HOW TO COMPLETE THIS TASK: Go over the data and work out how many lines include the word "before". Give that number only.

DATA FOR REVIEW:
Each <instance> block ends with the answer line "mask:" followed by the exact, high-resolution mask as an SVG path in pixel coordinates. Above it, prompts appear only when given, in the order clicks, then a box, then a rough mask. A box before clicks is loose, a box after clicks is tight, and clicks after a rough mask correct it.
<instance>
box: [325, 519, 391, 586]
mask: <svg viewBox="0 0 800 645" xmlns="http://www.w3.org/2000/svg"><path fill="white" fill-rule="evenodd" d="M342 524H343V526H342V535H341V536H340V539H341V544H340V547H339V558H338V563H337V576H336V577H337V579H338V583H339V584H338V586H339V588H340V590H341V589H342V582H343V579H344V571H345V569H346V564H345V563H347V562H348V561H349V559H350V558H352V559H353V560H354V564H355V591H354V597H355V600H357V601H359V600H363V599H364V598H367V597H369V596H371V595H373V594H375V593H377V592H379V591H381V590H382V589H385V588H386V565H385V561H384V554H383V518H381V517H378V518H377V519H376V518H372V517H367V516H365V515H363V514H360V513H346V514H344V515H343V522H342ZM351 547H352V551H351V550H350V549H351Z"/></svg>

==

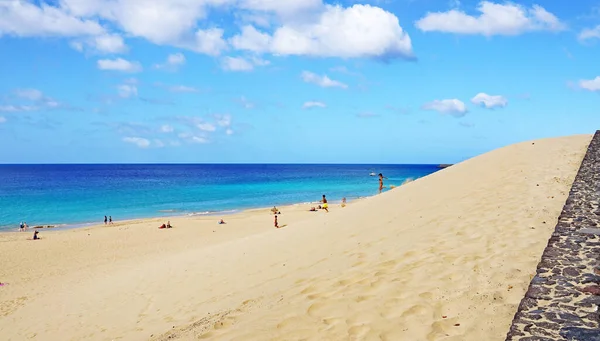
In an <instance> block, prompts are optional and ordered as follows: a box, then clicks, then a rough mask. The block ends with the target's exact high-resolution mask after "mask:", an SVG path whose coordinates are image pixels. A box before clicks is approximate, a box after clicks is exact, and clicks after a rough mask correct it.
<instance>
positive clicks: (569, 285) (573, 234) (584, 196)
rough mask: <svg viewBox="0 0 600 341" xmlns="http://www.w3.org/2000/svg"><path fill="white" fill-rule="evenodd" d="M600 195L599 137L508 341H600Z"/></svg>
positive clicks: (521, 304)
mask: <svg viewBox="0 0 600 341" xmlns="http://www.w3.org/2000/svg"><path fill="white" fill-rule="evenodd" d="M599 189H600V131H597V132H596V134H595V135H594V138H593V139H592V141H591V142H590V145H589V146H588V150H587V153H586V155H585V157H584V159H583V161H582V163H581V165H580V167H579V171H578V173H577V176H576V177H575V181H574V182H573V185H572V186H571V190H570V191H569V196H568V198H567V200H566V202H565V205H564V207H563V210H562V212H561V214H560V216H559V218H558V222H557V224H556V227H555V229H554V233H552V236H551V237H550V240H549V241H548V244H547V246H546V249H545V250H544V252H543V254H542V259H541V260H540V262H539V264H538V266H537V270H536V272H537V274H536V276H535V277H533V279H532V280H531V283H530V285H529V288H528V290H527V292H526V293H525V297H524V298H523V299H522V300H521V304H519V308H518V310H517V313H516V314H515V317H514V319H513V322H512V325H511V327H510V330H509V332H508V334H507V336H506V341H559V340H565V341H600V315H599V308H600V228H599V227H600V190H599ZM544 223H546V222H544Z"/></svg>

---

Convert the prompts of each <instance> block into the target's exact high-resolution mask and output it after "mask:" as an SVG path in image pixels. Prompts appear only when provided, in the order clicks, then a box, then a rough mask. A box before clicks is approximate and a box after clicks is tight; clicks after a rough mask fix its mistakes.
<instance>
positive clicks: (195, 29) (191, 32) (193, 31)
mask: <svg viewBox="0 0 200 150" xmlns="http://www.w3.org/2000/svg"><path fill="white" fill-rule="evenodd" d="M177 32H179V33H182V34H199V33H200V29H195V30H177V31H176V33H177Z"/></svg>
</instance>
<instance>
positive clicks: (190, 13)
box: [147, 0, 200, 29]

EXERCISE RESPONSE: 3